#### [Stated exercise]
Reproduce word for word the lines from the one containing "Circle any curtain fold in the image." through the one containing "[[165, 137, 333, 295]]", including both of those lines. Give only that stretch of the items.

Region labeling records
[start]

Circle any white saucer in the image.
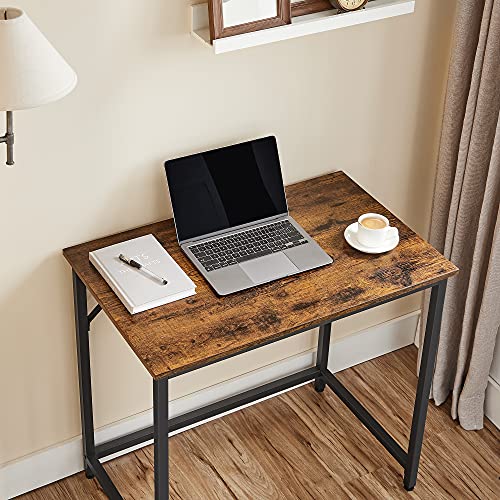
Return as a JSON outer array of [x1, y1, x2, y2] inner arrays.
[[344, 222, 399, 254]]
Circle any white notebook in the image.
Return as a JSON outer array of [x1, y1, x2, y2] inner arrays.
[[89, 234, 196, 314]]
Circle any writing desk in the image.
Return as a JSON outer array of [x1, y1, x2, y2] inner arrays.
[[64, 172, 458, 500]]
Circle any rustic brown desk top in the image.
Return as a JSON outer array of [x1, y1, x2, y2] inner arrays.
[[64, 172, 458, 378]]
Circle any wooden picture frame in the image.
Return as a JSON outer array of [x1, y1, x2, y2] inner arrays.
[[208, 0, 292, 42], [291, 0, 335, 17]]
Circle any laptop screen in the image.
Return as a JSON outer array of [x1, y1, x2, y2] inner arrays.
[[165, 137, 287, 241]]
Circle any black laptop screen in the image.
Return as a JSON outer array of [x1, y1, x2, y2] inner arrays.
[[165, 137, 287, 241]]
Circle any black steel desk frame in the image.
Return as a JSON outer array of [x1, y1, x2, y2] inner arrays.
[[73, 271, 447, 500]]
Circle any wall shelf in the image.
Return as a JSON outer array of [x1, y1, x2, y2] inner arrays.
[[191, 0, 415, 54]]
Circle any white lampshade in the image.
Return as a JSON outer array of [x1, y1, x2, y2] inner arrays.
[[0, 7, 77, 111]]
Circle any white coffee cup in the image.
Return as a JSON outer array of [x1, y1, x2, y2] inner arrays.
[[358, 213, 399, 248]]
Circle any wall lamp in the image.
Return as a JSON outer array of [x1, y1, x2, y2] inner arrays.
[[0, 7, 77, 165]]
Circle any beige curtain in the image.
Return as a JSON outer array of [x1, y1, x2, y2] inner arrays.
[[420, 0, 500, 429]]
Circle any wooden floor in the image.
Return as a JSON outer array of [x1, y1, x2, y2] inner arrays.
[[23, 346, 500, 500]]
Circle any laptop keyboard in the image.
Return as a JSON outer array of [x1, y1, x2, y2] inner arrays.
[[189, 220, 308, 271]]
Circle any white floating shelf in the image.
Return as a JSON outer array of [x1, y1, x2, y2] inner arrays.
[[191, 0, 415, 54]]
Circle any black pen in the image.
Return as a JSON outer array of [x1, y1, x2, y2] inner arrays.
[[118, 253, 168, 285]]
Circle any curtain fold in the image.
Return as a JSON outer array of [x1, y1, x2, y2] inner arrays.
[[420, 0, 500, 429]]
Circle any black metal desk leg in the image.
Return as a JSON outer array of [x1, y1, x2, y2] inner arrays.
[[73, 272, 95, 478], [153, 377, 168, 500], [404, 281, 446, 491], [314, 323, 332, 392]]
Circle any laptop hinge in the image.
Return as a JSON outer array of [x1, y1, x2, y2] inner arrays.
[[179, 213, 289, 246]]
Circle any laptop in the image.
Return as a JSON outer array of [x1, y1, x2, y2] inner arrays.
[[165, 137, 333, 295]]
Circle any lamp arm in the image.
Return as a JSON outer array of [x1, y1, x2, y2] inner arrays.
[[0, 111, 14, 166]]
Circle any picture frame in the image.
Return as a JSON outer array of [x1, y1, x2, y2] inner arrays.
[[208, 0, 291, 42]]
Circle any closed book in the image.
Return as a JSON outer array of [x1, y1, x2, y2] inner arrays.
[[89, 234, 196, 314]]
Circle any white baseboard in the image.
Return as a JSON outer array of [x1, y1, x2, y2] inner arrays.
[[0, 311, 420, 498], [484, 377, 500, 429]]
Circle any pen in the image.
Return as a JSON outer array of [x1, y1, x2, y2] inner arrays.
[[118, 253, 168, 285]]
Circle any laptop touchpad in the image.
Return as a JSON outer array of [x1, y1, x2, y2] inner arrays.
[[240, 252, 299, 284]]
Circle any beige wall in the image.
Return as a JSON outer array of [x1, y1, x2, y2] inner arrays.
[[0, 0, 455, 463]]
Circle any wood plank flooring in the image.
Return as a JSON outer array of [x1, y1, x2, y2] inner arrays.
[[22, 346, 500, 500]]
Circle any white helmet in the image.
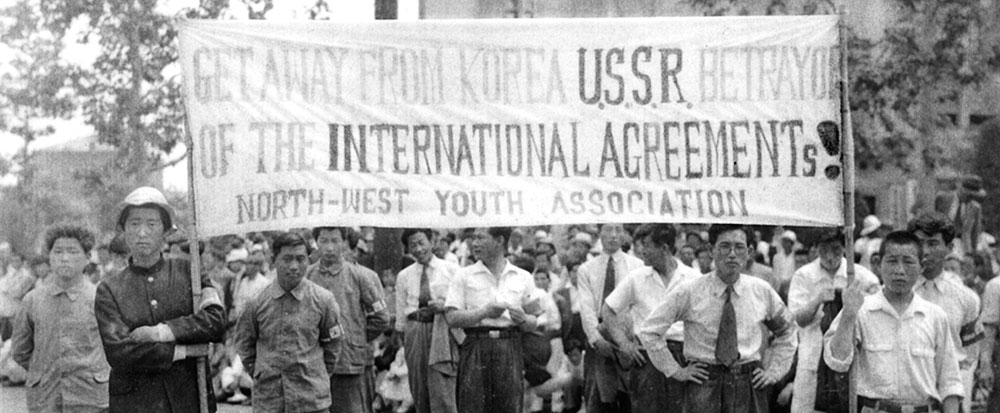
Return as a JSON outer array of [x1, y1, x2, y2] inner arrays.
[[116, 186, 174, 230]]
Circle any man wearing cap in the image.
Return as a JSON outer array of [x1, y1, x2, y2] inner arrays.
[[639, 224, 796, 413], [445, 227, 541, 413], [577, 223, 643, 412], [396, 228, 459, 413], [94, 187, 226, 412], [306, 227, 390, 413]]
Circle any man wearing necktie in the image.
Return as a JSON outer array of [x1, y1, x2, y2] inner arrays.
[[396, 228, 458, 413], [640, 224, 796, 413], [907, 213, 989, 412], [577, 224, 643, 412]]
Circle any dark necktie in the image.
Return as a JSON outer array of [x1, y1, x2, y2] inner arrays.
[[417, 265, 431, 308], [715, 285, 740, 366], [601, 255, 615, 303]]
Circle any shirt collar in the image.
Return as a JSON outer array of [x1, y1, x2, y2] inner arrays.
[[417, 255, 443, 270], [49, 280, 87, 301], [128, 255, 166, 276], [708, 271, 746, 297], [268, 277, 309, 301], [313, 258, 351, 277], [472, 258, 520, 277], [865, 291, 927, 318]]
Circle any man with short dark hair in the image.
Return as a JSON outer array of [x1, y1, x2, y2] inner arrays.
[[823, 231, 964, 413], [603, 224, 701, 413], [396, 228, 459, 413], [906, 212, 984, 411], [577, 223, 643, 412], [445, 227, 540, 413], [788, 230, 879, 413], [94, 187, 226, 413], [640, 224, 796, 413], [306, 227, 389, 413], [9, 225, 111, 413], [234, 233, 345, 412]]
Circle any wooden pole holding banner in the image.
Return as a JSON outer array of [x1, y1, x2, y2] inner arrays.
[[837, 3, 858, 413], [187, 131, 209, 413]]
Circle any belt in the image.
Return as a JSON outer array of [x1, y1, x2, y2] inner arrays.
[[858, 396, 941, 413], [406, 308, 434, 323], [704, 360, 760, 374], [465, 327, 521, 338]]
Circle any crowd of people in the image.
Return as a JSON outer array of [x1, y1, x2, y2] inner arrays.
[[0, 184, 1000, 413]]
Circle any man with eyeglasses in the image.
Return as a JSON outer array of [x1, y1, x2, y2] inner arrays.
[[640, 224, 796, 413]]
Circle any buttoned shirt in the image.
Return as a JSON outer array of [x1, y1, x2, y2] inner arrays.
[[234, 279, 343, 412], [913, 274, 984, 368], [639, 271, 796, 377], [11, 279, 111, 411], [823, 293, 964, 403], [94, 259, 226, 412], [0, 268, 35, 317], [979, 276, 1000, 326], [306, 261, 389, 374], [396, 257, 459, 331], [788, 258, 879, 371], [229, 271, 271, 321], [577, 250, 645, 344], [604, 261, 701, 341], [444, 261, 535, 327]]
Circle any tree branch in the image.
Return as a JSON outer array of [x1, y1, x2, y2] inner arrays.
[[146, 151, 188, 173]]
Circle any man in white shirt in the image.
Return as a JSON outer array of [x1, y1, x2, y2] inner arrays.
[[640, 224, 796, 413], [788, 231, 879, 413], [604, 224, 701, 413], [445, 227, 538, 413], [823, 231, 964, 413], [396, 228, 459, 413], [577, 223, 643, 412], [907, 212, 984, 411]]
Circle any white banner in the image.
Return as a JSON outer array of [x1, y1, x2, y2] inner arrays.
[[180, 16, 843, 235]]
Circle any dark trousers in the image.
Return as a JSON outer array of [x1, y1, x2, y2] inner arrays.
[[404, 321, 458, 413], [330, 369, 375, 413], [629, 341, 686, 413], [457, 328, 524, 413], [685, 362, 770, 413], [583, 346, 632, 413]]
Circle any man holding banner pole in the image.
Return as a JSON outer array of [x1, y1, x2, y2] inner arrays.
[[640, 224, 796, 413], [94, 187, 226, 412]]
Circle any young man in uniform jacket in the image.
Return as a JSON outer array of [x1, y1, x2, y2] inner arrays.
[[94, 187, 226, 412]]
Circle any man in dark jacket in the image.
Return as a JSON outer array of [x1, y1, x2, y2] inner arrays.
[[94, 187, 226, 412]]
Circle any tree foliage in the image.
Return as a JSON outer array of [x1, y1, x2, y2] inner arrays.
[[685, 0, 1000, 173]]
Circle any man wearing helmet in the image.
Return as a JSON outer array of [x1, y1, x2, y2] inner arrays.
[[94, 187, 226, 412]]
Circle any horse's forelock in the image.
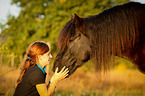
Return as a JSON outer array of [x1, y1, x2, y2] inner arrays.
[[57, 20, 75, 49]]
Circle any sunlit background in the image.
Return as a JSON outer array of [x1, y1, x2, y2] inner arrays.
[[0, 0, 145, 96]]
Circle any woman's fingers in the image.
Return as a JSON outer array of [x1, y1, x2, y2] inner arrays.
[[59, 66, 65, 74], [62, 68, 69, 75], [55, 67, 58, 74], [63, 74, 68, 78]]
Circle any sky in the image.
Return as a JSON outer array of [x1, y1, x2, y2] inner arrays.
[[0, 0, 20, 24], [0, 0, 145, 24]]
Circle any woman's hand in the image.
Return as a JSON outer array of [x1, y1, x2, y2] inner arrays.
[[50, 66, 69, 83]]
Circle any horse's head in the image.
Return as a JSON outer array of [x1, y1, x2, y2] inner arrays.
[[53, 14, 90, 75]]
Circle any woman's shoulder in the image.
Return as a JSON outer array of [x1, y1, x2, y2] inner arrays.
[[27, 65, 42, 75]]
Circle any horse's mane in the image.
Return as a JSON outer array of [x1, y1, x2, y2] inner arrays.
[[58, 2, 145, 70]]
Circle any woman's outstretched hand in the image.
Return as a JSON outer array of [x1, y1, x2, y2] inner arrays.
[[50, 66, 69, 83]]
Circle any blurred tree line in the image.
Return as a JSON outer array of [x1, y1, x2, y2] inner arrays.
[[0, 0, 129, 67]]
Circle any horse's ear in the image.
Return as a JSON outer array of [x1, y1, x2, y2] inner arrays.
[[71, 14, 74, 20], [74, 14, 83, 28]]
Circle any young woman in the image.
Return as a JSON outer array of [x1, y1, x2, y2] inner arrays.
[[14, 41, 68, 96]]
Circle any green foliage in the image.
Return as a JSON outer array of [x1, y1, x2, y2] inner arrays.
[[0, 0, 129, 67]]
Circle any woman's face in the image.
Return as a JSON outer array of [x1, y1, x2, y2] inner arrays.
[[38, 51, 52, 67]]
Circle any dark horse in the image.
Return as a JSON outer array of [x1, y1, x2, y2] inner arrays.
[[53, 2, 145, 74]]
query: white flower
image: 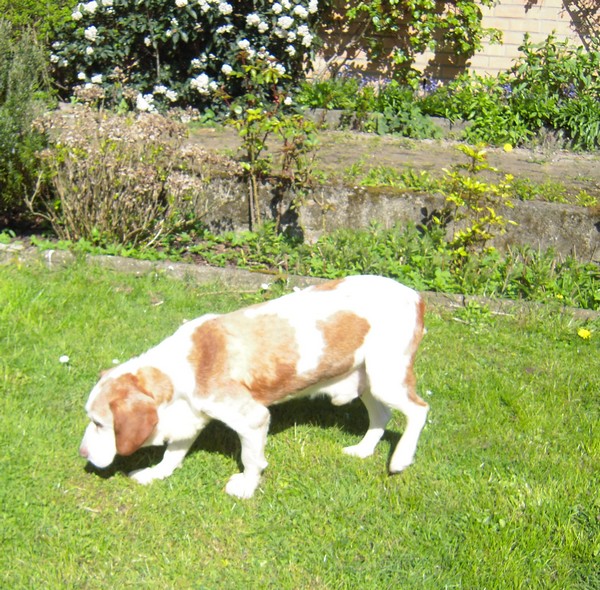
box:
[277,16,294,31]
[84,25,98,42]
[135,94,156,113]
[292,4,308,18]
[246,12,260,27]
[190,73,210,94]
[83,0,98,14]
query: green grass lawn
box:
[0,264,600,590]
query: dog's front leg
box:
[129,436,196,484]
[220,403,271,499]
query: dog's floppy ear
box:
[109,386,158,455]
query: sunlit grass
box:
[0,265,600,589]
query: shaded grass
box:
[0,265,600,589]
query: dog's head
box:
[79,367,173,469]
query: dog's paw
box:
[342,444,375,459]
[129,467,166,485]
[225,473,260,500]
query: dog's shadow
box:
[86,397,400,479]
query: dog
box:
[79,275,429,498]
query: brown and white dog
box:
[80,276,428,498]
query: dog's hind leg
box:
[367,358,429,473]
[344,389,392,459]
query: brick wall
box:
[315,0,600,80]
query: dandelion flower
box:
[577,328,592,340]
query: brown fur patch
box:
[313,279,344,291]
[92,373,158,455]
[135,367,173,405]
[243,314,308,405]
[189,318,228,395]
[404,298,429,407]
[190,312,370,405]
[317,311,371,378]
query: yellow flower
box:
[577,328,592,340]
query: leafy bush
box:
[422,35,600,150]
[296,69,441,139]
[29,106,235,247]
[52,0,318,111]
[0,0,73,39]
[0,21,49,220]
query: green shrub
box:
[0,0,74,39]
[0,21,49,220]
[422,35,600,150]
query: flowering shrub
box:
[51,0,318,112]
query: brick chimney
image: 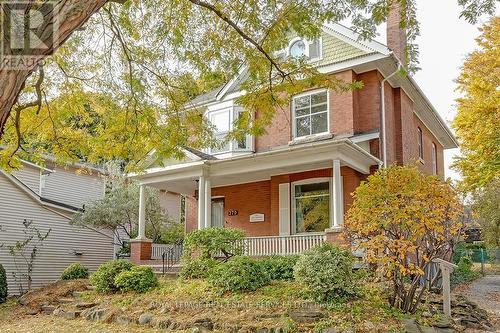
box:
[387,1,406,64]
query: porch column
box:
[137,185,146,239]
[331,160,344,228]
[130,185,152,265]
[198,176,206,229]
[205,177,212,228]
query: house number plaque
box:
[227,209,238,216]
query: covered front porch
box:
[132,139,379,261]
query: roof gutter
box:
[380,61,403,168]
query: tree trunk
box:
[0,0,108,139]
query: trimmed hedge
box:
[259,256,299,280]
[294,244,359,302]
[180,258,220,279]
[61,263,89,280]
[90,260,134,293]
[115,266,158,293]
[0,264,7,304]
[208,256,270,292]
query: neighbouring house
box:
[128,11,457,262]
[0,160,114,294]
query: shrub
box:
[184,228,245,259]
[294,244,358,301]
[208,256,270,292]
[259,256,299,280]
[61,263,89,280]
[0,264,7,304]
[90,260,134,293]
[180,258,219,279]
[451,257,481,286]
[115,266,158,293]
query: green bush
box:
[61,263,89,280]
[0,264,7,304]
[115,266,158,293]
[451,257,481,286]
[259,256,299,280]
[180,258,219,279]
[294,244,359,302]
[184,228,245,259]
[208,256,270,292]
[90,260,134,293]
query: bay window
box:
[292,178,331,233]
[292,90,329,138]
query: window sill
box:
[288,132,333,146]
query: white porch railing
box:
[244,234,326,257]
[151,243,173,259]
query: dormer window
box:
[288,37,322,61]
[207,106,252,154]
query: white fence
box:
[244,234,326,257]
[151,244,173,259]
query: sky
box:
[377,0,496,179]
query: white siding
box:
[42,167,104,208]
[0,174,113,294]
[12,165,40,194]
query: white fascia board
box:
[323,23,391,55]
[0,169,77,213]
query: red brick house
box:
[132,16,457,261]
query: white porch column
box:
[137,185,146,239]
[198,176,206,229]
[205,177,212,228]
[331,160,344,228]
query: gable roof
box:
[0,169,83,213]
[189,23,458,149]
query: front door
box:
[212,198,224,228]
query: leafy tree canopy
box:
[0,0,495,169]
[453,17,500,191]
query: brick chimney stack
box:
[387,1,406,64]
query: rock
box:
[139,313,153,325]
[403,319,420,333]
[289,310,325,323]
[75,302,99,310]
[193,318,214,331]
[81,306,109,321]
[151,317,172,329]
[57,298,75,304]
[26,308,40,316]
[321,327,340,333]
[42,305,56,315]
[432,318,453,328]
[115,315,134,325]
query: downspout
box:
[380,62,403,168]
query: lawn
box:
[0,279,401,332]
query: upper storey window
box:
[292,89,329,138]
[208,107,252,154]
[288,37,321,61]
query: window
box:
[288,37,322,61]
[293,179,330,233]
[206,106,252,154]
[432,142,437,175]
[292,90,328,138]
[417,127,424,161]
[210,110,231,153]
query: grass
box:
[0,279,402,333]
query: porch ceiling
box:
[136,139,379,194]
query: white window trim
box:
[205,106,253,155]
[291,88,330,140]
[290,177,333,235]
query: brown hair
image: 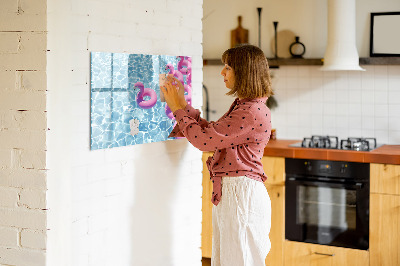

[end]

#### [Written answer]
Circle any curtain fold in the image.
Return as a JSON outer array of [x1, y1, x2, y2] inner arrays.
[[420, 0, 500, 429]]
Circle any black metal desk leg in the image.
Return as a JSON outer array of [x1, y1, x2, y2] inner arrays.
[[73, 272, 95, 478], [153, 377, 168, 500], [404, 281, 446, 491], [314, 323, 332, 392]]
Circle any laptop hinge in the image.
Return as a JSON outer array of [x1, y1, x2, y2] inner arrays.
[[179, 213, 289, 246]]
Circle any laptop in the image.
Return as a JSON outer array of [x1, y1, x2, y2] inner arrays.
[[165, 137, 333, 295]]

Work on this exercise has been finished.